* **Exercises**
1. Answer these about the post on giving a friend financial advice:
(a) About how many months of living expenses could Dundee access?
(b) How much are Dundee's monthly mortgage repayments?
(c) For how long did Dundee put the remodel on hold?
2. Copy word for word the part of the post on giving a friend financial advice that opens with the words containing "Last week I" and closes with "Dundee. Crocodile Dundee.".
3. Which percentage figures does the post on giving a friend financial advice give? List all of them.

Last week I told a friend he should make a choice which would result in him having a lower net worth.
Should you ever give financial advice to a friend?
He asked me for some advice on a financial decision he was considering. When I say he ‘asked’, I mean that he told me about a choice he was considering, and I then gave him my opinion. But after all, this is the season for giving….
Let me start by giving my friend a name. Not his real name – as he may be a little vindictive which would shorten my lifespan. But let’s go with something that would protect his real name and avoid giving away any key information like his nationality. Let’s call him Dundee. Crocodile Dundee.
Dundee is incredibly talented, but his company is likely to be taken over by another company in the next couple of months. If the takeover goes ahead, his role would disappear. He’s got a 3 month emergency fund, and a number of other investments that are relatively liquid. All in, he’s got about 6 months of living expenses that he could access. Not an ideal position, but he’s got some margin to support his young family until he can find a new job. And he’s way better off than most people today.
Right now 69% of Americans have less than $1,000 in savings and 34% have no savings at all…. 78% of US workers are living paycheck to paycheck. That’s astonishing and demoralizing at every single level Jonathan Mendonsa (Playing with FIRE documentary)
Liquidity vs maximising net worth
Dundee’s issue is that his home needs some remodelling to better suit his young family. The remodel would wipe out most of their liquid assets. The upside is that it would add more value to the home than it would cost – so their net worth would increase. And surely it makes sense to choose any option that increases your net worth?
Dundee is incredibly astute financially though had not previously come across the financial independence movement. We used to bounce personal finance ideas off each other when we were in touch more regularly a couple of years ago – and he often came up with solutions I had not considered. But in this case, he was seriously considering giving the contractor the green light to start the remodel work.
It’s worth highlighting that he’s in a senior role at work, earning a great salary. And his mortgage repayments are over $4,000 / month. Yes choke on that price, but that’s the cost of a 3-bedroom in a high cost of living area. So if his role were to come to an end, he wouldn’t be able to cover his bills by picking up a temporary gig working at Starbucks.
Walking the tightrope
But I’m not about to endanger a good friendship over some financial advice – I’m nothing if not subtle. My response when he told me what he was considering went something like this:
‘That sounds like a tough choice Dundee. I mean, on the one hand you can use every cent on remodelling your house and play Russian roulette with your family’s well-being. And on the other hand you could choose the responsible option. Not sure what I’d do. I’m leaning towards delaying the remodel and avoiding the risk that my family end up living in a cardboard box under a bridge. Or worse than the bridge option, asking an opinionated friend if I could stay with him and listening to him repeatedly telling me ‘I told you so!’.’
I was so subtle that I wasn’t sure he’d make the ‘right’ choice. But ultimately, he did made the decision to put the remodel on hold for a year. I felt like celebrating by putting a couple of shrimp on the barbie and popping open a couple of tinnies.

* **Material supplied**
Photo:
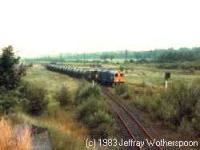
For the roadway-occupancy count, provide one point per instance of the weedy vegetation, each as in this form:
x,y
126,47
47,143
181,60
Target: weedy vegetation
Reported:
x,y
94,112
178,106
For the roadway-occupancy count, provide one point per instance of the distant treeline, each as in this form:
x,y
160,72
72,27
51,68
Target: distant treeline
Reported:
x,y
158,55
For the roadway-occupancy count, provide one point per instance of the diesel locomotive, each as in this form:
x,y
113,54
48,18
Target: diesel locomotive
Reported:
x,y
100,75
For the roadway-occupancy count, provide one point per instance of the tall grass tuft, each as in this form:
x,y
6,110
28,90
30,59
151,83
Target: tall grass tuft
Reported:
x,y
9,141
63,96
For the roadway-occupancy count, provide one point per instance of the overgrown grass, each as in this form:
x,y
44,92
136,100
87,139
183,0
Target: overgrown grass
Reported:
x,y
94,112
124,91
178,106
65,131
9,140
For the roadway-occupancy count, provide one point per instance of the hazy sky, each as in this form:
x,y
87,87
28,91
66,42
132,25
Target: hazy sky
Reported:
x,y
37,27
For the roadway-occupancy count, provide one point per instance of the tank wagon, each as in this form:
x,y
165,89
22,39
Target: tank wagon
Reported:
x,y
102,76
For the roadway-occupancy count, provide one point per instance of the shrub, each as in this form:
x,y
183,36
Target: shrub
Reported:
x,y
10,70
178,106
8,100
94,112
95,115
63,96
9,141
34,98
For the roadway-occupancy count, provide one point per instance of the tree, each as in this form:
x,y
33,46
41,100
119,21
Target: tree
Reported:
x,y
10,70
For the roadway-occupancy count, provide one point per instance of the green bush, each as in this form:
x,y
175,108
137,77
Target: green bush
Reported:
x,y
63,96
34,98
95,115
93,111
8,100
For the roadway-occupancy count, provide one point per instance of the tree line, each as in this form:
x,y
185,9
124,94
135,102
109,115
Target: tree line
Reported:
x,y
158,55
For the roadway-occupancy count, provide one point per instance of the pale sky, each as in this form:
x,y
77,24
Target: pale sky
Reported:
x,y
38,27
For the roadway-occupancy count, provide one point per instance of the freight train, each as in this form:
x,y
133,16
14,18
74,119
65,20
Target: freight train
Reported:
x,y
100,75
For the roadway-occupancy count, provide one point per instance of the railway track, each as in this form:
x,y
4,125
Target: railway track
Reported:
x,y
132,126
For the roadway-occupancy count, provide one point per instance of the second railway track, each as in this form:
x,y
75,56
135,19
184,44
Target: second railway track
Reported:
x,y
133,127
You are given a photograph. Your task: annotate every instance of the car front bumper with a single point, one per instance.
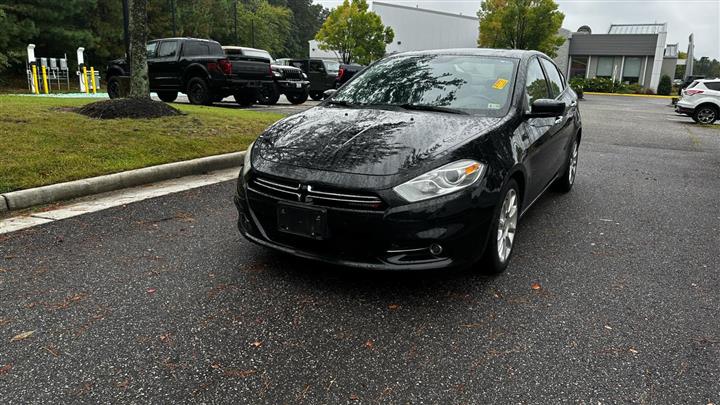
(396, 238)
(293, 86)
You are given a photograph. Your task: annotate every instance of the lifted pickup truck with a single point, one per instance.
(288, 80)
(198, 68)
(322, 74)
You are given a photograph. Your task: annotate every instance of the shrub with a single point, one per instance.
(665, 86)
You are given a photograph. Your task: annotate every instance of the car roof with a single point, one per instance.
(506, 53)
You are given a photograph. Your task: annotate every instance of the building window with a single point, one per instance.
(605, 65)
(631, 71)
(578, 67)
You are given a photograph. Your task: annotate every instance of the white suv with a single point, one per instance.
(701, 101)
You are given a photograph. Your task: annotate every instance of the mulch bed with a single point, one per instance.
(128, 108)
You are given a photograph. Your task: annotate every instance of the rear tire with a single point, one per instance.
(114, 87)
(705, 114)
(565, 182)
(167, 96)
(297, 99)
(503, 229)
(198, 92)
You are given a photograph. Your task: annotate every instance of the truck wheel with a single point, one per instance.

* **Task results**
1.
(a) About 6 months.
(b) Over $4,000 a month.
(c) For a year.

2.
Last week I told a friend he should make a choice which would result in him having a lower net worth.
Should you ever give financial advice to a friend?
He asked me for some advice on a financial decision he was considering. When I say he ‘asked’, I mean that he told me about a choice he was considering, and I then gave him my opinion. But after all, this is the season for giving….
Let me start by giving my friend a name. Not his real name – as he may be a little vindictive which would shorten my lifespan. But let’s go with something that would protect his real name and avoid giving away any key information like his nationality. Let’s call him Dundee. Crocodile Dundee.

3.
69%
34%
78%